ROWS:

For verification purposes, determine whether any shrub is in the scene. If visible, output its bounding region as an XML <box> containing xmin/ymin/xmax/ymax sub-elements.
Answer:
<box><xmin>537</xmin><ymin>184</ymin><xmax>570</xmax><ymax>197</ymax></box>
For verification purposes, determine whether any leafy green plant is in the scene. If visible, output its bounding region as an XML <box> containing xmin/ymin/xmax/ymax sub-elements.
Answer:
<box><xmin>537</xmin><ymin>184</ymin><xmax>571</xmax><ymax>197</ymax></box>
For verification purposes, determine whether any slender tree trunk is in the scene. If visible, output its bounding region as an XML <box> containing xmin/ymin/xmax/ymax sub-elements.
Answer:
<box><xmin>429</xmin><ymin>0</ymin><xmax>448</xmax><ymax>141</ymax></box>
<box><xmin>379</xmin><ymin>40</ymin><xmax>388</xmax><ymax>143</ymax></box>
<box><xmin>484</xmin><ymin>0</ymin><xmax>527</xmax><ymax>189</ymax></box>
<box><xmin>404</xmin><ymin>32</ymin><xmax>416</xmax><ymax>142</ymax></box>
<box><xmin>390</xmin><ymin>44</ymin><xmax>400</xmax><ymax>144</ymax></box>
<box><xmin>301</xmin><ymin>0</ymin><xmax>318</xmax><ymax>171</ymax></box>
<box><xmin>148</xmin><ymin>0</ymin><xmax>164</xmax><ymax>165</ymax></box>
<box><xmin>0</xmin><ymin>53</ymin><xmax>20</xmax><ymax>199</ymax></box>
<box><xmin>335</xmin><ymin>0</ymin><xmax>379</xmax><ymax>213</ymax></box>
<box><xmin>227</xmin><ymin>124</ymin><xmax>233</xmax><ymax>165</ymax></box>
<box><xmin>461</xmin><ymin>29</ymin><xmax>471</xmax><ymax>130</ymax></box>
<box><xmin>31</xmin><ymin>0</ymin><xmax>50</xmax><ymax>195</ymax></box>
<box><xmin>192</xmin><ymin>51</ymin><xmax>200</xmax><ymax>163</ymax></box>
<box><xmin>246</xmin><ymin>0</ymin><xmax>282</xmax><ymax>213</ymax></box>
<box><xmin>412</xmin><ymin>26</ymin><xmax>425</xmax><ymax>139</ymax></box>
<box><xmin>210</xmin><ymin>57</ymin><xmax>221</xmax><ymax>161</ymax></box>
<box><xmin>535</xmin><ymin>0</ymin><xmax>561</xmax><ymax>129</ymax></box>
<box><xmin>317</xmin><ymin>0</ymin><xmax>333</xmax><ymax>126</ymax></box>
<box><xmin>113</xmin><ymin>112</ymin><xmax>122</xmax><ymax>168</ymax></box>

YOUR TASK: Rewrite the data above, replacing "bounding region" with "bounding box" at every occurrence and leaving everything else unchanged.

OUTPUT OF THE EXERCISE:
For verification purposes, determine whether any shrub is in the scene. If visible, output its bounding box as an XML <box> containing xmin/ymin/xmax/ymax sub-elements.
Answer:
<box><xmin>537</xmin><ymin>184</ymin><xmax>570</xmax><ymax>197</ymax></box>
For verification purposes, determine whether any leafy green plant is in the scene. If visible, output its bounding box as an XML <box> containing xmin/ymin/xmax/ymax sub-elements.
Answer:
<box><xmin>537</xmin><ymin>184</ymin><xmax>571</xmax><ymax>197</ymax></box>
For verification purposes, determine whether any slender tree trunk is in the scene. If visible, output its bounding box as an XML <box> containing xmin/ymin/xmax/ymax sub-elements.
Answer:
<box><xmin>429</xmin><ymin>0</ymin><xmax>448</xmax><ymax>141</ymax></box>
<box><xmin>379</xmin><ymin>40</ymin><xmax>388</xmax><ymax>143</ymax></box>
<box><xmin>484</xmin><ymin>0</ymin><xmax>527</xmax><ymax>189</ymax></box>
<box><xmin>404</xmin><ymin>32</ymin><xmax>416</xmax><ymax>142</ymax></box>
<box><xmin>390</xmin><ymin>44</ymin><xmax>400</xmax><ymax>144</ymax></box>
<box><xmin>301</xmin><ymin>0</ymin><xmax>318</xmax><ymax>171</ymax></box>
<box><xmin>148</xmin><ymin>0</ymin><xmax>164</xmax><ymax>165</ymax></box>
<box><xmin>0</xmin><ymin>53</ymin><xmax>20</xmax><ymax>199</ymax></box>
<box><xmin>335</xmin><ymin>0</ymin><xmax>379</xmax><ymax>213</ymax></box>
<box><xmin>227</xmin><ymin>124</ymin><xmax>233</xmax><ymax>165</ymax></box>
<box><xmin>461</xmin><ymin>29</ymin><xmax>471</xmax><ymax>130</ymax></box>
<box><xmin>31</xmin><ymin>0</ymin><xmax>50</xmax><ymax>195</ymax></box>
<box><xmin>192</xmin><ymin>51</ymin><xmax>200</xmax><ymax>163</ymax></box>
<box><xmin>246</xmin><ymin>0</ymin><xmax>282</xmax><ymax>213</ymax></box>
<box><xmin>412</xmin><ymin>26</ymin><xmax>425</xmax><ymax>139</ymax></box>
<box><xmin>210</xmin><ymin>57</ymin><xmax>221</xmax><ymax>161</ymax></box>
<box><xmin>535</xmin><ymin>0</ymin><xmax>561</xmax><ymax>129</ymax></box>
<box><xmin>317</xmin><ymin>0</ymin><xmax>333</xmax><ymax>126</ymax></box>
<box><xmin>113</xmin><ymin>112</ymin><xmax>122</xmax><ymax>168</ymax></box>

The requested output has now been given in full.